──────── ITEMS

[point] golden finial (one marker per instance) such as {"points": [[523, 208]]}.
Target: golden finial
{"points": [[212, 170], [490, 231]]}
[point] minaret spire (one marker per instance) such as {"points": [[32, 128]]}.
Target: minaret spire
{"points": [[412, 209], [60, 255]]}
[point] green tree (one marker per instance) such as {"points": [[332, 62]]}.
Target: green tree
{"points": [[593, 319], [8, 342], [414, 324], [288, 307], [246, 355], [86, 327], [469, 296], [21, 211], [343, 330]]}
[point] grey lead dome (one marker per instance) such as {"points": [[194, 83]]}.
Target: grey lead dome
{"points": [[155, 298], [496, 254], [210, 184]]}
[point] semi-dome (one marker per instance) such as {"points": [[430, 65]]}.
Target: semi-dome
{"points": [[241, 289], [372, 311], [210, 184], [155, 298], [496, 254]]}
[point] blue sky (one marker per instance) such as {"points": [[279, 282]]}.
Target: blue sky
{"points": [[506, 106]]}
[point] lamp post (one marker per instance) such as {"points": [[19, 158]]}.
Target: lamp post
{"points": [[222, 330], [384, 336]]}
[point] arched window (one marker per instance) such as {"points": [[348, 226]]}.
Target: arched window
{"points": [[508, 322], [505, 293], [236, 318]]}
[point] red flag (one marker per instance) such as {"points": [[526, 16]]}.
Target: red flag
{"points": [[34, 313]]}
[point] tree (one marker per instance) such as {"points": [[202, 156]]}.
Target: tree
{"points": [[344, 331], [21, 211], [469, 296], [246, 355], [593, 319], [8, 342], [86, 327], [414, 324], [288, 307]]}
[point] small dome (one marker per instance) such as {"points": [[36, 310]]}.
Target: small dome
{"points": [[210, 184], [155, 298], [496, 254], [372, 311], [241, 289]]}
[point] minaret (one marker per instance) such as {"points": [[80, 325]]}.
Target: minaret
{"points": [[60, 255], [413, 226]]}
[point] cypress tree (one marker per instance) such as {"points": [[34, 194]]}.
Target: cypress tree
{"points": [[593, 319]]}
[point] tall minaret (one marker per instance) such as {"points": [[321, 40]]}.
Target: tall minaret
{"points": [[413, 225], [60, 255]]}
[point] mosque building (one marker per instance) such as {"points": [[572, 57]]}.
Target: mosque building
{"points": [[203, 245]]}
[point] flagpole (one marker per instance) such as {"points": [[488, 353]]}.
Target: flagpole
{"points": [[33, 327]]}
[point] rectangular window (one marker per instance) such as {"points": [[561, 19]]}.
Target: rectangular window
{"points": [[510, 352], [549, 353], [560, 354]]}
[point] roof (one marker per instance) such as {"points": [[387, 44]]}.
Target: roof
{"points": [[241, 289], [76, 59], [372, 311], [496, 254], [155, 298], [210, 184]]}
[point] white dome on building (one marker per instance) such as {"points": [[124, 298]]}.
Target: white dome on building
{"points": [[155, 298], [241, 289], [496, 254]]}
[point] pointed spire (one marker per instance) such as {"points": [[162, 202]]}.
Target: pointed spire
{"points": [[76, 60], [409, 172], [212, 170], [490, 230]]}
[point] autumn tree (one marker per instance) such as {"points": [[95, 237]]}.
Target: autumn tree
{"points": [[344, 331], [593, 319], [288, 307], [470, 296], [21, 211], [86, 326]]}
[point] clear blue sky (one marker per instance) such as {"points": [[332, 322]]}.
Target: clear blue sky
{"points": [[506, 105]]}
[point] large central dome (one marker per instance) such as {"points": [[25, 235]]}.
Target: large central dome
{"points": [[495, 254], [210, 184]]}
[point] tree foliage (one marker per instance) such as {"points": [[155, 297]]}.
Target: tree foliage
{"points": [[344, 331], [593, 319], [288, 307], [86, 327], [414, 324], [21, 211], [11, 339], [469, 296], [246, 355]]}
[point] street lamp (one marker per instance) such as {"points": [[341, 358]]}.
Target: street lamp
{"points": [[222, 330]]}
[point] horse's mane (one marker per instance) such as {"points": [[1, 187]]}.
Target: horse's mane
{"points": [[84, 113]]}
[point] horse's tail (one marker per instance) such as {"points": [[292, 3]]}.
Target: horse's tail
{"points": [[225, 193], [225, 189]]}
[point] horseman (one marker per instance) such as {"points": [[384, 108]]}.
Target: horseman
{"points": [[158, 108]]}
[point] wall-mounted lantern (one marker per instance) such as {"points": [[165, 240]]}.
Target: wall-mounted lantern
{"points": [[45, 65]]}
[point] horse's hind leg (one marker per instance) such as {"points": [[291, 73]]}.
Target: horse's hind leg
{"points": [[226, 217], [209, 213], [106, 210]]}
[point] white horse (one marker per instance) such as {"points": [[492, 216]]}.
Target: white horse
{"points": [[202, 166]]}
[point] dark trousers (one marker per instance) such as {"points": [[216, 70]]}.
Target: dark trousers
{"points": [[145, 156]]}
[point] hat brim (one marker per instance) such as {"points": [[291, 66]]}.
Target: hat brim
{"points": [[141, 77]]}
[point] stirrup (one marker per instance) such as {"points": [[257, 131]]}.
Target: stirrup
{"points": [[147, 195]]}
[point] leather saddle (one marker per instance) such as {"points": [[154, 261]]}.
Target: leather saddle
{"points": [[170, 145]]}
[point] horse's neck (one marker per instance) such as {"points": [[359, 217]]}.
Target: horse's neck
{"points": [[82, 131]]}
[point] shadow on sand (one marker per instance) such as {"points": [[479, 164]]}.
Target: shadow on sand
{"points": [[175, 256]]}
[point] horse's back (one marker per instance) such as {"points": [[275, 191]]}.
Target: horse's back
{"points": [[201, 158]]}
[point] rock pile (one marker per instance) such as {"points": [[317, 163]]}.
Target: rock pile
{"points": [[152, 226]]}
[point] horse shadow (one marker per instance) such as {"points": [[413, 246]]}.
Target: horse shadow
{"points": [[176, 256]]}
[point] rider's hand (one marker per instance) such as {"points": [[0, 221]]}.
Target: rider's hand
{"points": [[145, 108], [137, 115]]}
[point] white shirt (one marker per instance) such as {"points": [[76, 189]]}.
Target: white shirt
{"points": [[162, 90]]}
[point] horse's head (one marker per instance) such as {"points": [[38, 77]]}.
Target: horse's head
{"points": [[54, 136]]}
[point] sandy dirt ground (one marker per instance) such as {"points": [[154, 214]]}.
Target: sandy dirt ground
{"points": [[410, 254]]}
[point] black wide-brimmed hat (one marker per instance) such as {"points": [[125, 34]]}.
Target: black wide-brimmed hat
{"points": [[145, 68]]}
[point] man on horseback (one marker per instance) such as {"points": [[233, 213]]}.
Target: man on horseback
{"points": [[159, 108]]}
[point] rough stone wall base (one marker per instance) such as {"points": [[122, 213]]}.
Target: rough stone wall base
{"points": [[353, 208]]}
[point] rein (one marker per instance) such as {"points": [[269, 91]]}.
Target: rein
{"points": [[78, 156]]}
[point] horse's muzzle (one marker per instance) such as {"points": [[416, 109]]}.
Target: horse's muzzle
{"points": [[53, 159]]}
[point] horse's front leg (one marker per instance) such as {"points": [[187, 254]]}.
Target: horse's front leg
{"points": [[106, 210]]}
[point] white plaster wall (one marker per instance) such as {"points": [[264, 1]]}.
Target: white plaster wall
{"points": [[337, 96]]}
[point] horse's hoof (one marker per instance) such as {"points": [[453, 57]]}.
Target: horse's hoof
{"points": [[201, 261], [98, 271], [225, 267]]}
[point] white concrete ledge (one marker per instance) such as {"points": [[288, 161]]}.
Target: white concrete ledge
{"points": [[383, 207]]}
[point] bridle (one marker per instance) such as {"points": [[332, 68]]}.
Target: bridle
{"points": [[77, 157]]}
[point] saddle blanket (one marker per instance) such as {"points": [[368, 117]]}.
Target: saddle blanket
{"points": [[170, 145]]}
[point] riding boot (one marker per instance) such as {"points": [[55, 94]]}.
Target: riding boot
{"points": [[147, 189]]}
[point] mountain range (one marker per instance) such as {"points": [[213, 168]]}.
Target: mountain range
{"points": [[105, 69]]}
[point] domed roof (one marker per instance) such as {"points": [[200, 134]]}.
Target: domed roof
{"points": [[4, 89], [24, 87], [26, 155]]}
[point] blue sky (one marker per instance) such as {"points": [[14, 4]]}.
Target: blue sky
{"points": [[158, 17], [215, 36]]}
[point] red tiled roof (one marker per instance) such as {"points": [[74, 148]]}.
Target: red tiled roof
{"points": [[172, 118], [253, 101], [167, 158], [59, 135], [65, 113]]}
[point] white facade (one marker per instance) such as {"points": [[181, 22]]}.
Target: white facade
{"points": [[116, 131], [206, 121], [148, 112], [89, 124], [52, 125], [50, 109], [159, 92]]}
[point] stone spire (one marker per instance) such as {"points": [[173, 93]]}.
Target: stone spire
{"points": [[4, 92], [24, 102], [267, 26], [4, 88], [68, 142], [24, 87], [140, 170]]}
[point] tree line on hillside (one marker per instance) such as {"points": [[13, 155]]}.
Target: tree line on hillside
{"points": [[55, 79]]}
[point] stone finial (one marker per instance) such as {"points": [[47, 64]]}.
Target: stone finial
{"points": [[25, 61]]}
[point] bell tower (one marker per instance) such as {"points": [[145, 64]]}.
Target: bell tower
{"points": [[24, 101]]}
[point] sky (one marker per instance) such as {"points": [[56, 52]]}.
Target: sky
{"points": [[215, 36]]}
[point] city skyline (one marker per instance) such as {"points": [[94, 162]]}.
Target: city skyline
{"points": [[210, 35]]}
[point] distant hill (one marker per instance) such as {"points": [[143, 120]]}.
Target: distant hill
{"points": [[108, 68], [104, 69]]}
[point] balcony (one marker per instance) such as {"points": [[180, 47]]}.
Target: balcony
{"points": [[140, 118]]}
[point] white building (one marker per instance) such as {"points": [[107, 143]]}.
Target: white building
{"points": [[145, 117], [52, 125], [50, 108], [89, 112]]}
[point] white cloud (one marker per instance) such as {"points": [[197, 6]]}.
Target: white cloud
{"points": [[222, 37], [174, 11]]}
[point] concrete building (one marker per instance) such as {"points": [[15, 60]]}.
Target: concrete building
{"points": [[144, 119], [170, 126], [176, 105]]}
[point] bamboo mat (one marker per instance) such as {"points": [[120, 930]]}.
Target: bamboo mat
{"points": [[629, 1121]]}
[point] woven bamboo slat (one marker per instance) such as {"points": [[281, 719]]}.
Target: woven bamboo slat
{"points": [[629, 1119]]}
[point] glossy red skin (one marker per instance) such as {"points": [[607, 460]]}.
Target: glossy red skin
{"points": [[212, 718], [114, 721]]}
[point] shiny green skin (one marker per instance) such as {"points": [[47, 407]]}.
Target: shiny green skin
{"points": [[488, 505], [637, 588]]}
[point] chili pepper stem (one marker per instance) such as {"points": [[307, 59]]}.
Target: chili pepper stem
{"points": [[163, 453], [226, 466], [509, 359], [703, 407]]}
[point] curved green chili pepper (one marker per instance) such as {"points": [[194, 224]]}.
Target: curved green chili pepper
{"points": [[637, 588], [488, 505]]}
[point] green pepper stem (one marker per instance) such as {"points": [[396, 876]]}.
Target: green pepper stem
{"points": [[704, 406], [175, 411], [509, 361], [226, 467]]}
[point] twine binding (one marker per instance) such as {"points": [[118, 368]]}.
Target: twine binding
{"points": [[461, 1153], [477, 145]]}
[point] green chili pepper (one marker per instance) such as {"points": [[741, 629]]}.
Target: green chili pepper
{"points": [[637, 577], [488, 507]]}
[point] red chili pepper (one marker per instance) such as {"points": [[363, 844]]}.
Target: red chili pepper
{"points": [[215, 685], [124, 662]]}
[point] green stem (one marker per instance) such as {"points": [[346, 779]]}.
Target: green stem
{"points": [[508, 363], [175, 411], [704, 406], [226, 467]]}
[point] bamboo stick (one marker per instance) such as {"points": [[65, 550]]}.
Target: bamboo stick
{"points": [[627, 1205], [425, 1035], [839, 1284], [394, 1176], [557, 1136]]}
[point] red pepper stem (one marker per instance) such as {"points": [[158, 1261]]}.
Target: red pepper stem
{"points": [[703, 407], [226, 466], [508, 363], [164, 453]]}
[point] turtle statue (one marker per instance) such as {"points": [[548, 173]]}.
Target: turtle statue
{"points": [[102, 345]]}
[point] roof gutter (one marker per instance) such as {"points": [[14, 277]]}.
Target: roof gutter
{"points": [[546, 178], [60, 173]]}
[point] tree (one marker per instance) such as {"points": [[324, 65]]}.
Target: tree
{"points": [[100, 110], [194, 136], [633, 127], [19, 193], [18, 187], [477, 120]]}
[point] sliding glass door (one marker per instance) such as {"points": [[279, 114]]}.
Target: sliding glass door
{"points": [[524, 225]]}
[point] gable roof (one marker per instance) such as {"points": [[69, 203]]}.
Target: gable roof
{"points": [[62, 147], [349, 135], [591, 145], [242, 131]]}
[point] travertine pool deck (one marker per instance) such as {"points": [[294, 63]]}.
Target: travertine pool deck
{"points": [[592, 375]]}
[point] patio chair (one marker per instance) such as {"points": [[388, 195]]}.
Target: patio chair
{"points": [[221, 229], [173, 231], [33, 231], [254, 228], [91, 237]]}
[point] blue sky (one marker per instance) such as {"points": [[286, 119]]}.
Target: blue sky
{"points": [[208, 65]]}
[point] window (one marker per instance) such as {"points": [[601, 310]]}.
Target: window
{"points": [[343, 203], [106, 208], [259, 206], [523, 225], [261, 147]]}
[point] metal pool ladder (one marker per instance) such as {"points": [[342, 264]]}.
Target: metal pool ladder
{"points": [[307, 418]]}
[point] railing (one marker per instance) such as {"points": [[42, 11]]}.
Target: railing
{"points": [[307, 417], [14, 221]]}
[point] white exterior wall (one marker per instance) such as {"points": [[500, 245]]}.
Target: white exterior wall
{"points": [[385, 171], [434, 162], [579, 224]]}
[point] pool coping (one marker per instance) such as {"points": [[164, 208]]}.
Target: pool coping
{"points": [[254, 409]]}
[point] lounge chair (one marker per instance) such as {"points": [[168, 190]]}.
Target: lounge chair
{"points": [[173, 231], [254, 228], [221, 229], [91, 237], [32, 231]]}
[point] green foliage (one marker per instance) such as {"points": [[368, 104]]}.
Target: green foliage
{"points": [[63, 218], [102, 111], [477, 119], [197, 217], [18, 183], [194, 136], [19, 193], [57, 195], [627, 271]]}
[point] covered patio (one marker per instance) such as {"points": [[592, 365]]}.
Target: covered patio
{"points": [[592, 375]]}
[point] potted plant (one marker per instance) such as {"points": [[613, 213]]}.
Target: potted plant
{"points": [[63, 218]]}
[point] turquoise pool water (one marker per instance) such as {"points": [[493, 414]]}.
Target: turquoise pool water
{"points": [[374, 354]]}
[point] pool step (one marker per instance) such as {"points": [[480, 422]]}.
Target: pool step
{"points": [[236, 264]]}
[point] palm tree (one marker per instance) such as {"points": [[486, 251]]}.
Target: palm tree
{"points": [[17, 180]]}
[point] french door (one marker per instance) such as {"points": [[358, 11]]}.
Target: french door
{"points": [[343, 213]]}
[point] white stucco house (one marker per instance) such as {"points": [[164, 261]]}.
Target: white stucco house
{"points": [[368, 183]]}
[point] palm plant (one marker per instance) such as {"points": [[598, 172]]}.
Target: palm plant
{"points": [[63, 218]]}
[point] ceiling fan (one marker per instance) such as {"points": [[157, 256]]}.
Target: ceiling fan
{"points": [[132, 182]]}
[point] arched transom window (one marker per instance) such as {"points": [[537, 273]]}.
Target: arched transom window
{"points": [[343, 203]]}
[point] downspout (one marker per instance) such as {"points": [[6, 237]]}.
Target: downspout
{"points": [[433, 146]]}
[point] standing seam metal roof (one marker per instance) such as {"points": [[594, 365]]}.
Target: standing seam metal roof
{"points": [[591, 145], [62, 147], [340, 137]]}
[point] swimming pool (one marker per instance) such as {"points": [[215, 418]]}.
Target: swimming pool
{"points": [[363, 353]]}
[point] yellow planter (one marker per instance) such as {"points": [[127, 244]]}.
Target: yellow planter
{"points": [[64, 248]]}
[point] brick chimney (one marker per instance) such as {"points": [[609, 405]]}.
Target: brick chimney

────────────────

### GIVEN REQUEST
Pull out every line from the one with "[point] arched transom" to the end of the listing, and output only those.

### ANSWER TO THIS PROBLEM
[point] arched transom window (one marker per instance) such as {"points": [[537, 273]]}.
Target: arched transom window
{"points": [[343, 203]]}
[point] downspout (one marker per instance) such as {"points": [[6, 237]]}.
Target: downspout
{"points": [[433, 146]]}
[point] standing seam metal roof (one marker per instance) such as {"points": [[594, 365]]}.
Target: standing seam metal roof
{"points": [[591, 145], [62, 147], [340, 137]]}
[point] swimming pool (one marker per instance) such as {"points": [[215, 418]]}.
Target: swimming pool
{"points": [[363, 353]]}
[point] yellow planter (one marker per instance) such as {"points": [[127, 244]]}.
Target: yellow planter
{"points": [[64, 248]]}
[point] brick chimney (one marker per instance) such as {"points": [[609, 405]]}.
Target: brick chimney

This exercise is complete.